→ **Exercise directions**:
Every line of the listing must be repeated exactly.

→ **Data for this exercise**:

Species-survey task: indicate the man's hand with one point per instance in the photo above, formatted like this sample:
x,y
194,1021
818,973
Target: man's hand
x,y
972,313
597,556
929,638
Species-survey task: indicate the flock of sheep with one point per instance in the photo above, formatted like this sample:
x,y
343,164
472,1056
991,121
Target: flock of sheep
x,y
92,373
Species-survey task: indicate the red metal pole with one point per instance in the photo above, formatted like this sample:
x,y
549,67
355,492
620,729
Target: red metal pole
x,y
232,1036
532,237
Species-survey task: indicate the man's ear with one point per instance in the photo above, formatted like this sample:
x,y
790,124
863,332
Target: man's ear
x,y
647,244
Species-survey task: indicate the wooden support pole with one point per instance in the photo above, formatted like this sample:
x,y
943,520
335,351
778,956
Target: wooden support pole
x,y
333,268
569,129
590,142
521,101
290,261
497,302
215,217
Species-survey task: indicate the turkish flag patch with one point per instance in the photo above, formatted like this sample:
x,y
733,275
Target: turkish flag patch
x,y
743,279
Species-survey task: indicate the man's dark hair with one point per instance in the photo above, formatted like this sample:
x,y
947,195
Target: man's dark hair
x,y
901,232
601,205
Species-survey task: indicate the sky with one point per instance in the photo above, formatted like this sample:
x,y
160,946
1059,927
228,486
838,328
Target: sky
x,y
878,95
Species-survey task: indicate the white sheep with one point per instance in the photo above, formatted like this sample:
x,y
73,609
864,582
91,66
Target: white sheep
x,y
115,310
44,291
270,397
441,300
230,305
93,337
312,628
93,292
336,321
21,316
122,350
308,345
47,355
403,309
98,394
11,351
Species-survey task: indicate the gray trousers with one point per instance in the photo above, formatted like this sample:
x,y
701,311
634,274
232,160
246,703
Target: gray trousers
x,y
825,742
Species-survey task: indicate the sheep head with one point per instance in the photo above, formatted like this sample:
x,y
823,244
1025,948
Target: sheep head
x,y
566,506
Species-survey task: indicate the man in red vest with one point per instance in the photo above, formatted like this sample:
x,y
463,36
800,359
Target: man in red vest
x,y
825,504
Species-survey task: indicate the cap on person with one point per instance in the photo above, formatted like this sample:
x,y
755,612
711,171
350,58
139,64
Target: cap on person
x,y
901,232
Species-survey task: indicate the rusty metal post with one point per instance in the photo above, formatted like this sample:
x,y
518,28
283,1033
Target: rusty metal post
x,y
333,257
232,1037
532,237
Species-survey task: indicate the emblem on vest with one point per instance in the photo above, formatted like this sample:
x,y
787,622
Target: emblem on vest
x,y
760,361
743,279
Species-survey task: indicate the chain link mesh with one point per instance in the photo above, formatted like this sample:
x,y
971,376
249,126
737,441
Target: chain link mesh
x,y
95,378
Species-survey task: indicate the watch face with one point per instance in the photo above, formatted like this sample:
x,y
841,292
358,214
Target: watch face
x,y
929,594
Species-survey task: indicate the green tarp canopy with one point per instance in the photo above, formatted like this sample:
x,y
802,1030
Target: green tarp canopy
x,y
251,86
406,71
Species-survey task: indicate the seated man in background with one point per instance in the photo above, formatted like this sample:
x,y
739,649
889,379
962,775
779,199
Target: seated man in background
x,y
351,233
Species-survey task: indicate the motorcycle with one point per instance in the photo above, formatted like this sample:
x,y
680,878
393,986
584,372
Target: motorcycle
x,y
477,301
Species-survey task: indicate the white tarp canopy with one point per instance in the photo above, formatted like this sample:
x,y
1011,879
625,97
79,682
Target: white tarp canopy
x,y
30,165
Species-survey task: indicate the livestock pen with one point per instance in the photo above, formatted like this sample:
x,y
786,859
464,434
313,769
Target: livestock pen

→ **Result of the exercise**:
Species-survey task: indicate the man's hand with one point per instance in the photo above, formatted like this sample:
x,y
194,1021
818,973
Target: man's hand
x,y
972,313
597,556
929,638
Species-survey task: indicate the flock of sheep with one point per instance in the photo above, formatted like this sample:
x,y
343,164
472,1056
991,121
Target: flock of sheep
x,y
92,373
Species-survey task: indicate the red metal pole with one point per instance in the photo above, formatted like this sample:
x,y
549,67
355,492
620,729
Target: red metal pole
x,y
232,1036
532,237
Species-survey task: indicate the man's ear with one point per instance in the photo above, formatted like this sample:
x,y
790,124
863,332
Target: man's ear
x,y
647,244
Species-survey task: indicate the wooden support pole with one point per instance in the photo above, formatted like this sample:
x,y
943,520
335,351
778,956
Target: wooden support pole
x,y
333,268
569,129
590,142
521,101
290,261
497,302
215,217
Species-survey task: indicate the turkish flag patch with one point per instance in the photo above, formatted like this sample:
x,y
733,275
Target: turkish flag patch
x,y
743,279
Species-survey task: indicate the man's dark hair with one point per instance in the photo above, formatted like this sample:
x,y
947,195
Target: man's dark hair
x,y
901,232
601,205
Species-survey task: indicate the sky with one point per instance in the photo above, formatted like this sample:
x,y
160,946
1059,927
228,486
838,328
Target: sky
x,y
878,95
Species-survey task: indicate the white sheep with one point per instance in the photo above, formatted like this sample:
x,y
73,609
864,582
91,66
Target: white sheep
x,y
115,310
44,291
270,397
441,300
230,305
93,337
312,628
93,292
336,321
21,316
122,350
308,345
47,355
403,309
98,394
11,351
Species-survey task: indicate the gray trousers with one point per instance in the photo above, formatted like this sample:
x,y
701,311
634,274
232,160
246,703
Target: gray trousers
x,y
825,742
Species-survey task: indicate the sheep head with one point per instance in the photo above, formatted like this sample:
x,y
823,244
1025,948
Target: sheep head
x,y
566,506
Species-survey task: indicate the man in red vest with one point per instance in the photo above, formatted like this sample:
x,y
463,36
800,359
Target: man in red vest
x,y
825,504
Species-survey task: indicate the cap on person with one point per instance in the photo above, formatted like this sample:
x,y
755,612
711,171
350,58
139,64
Target: cap on person
x,y
901,232
Species-survey task: indicate the rusty metal post with one point per instance in the photo above, formatted like this sample:
x,y
518,28
283,1033
Target: rusty metal post
x,y
333,257
232,1037
532,237
Species-survey task: indicate the emblem on vest with one point per instance in the photo above, formatted like this sample:
x,y
787,622
Target: emblem on vest
x,y
760,361
743,279
Species-survey task: indicate the chain link mesh with one point per instance in the photo above, formatted like this sample:
x,y
971,376
249,126
737,441
Target: chain link mesh
x,y
95,378
Species-survey task: indicate the watch face with one point per instance in the photo above, formatted like this sample:
x,y
841,292
358,214
Target: watch face
x,y
929,594
Species-survey task: indicate the green tarp canopy with one point per instance in the photo above, formatted like this sample:
x,y
802,1030
Target: green tarp canopy
x,y
251,86
406,71
Species-survey task: indicate the seated man in background with one point per instance in the photo above, formatted like this sample:
x,y
739,649
889,379
962,775
779,199
Target: seated man in background
x,y
351,233
Species-survey task: indicate the motorcycle with one point per instance in the photo above, formatted like this sample:
x,y
680,878
393,986
584,372
Target: motorcycle
x,y
477,301
Species-survey task: indicate the white tarp canopy with one point per instance in the photo above, formatted like this sample:
x,y
1011,879
625,97
79,682
Target: white tarp canopy
x,y
30,165
Species-survey task: indicate the livestock pen with one point per instance in the photo above, formatted like this sample:
x,y
786,859
464,434
313,769
Target: livestock pen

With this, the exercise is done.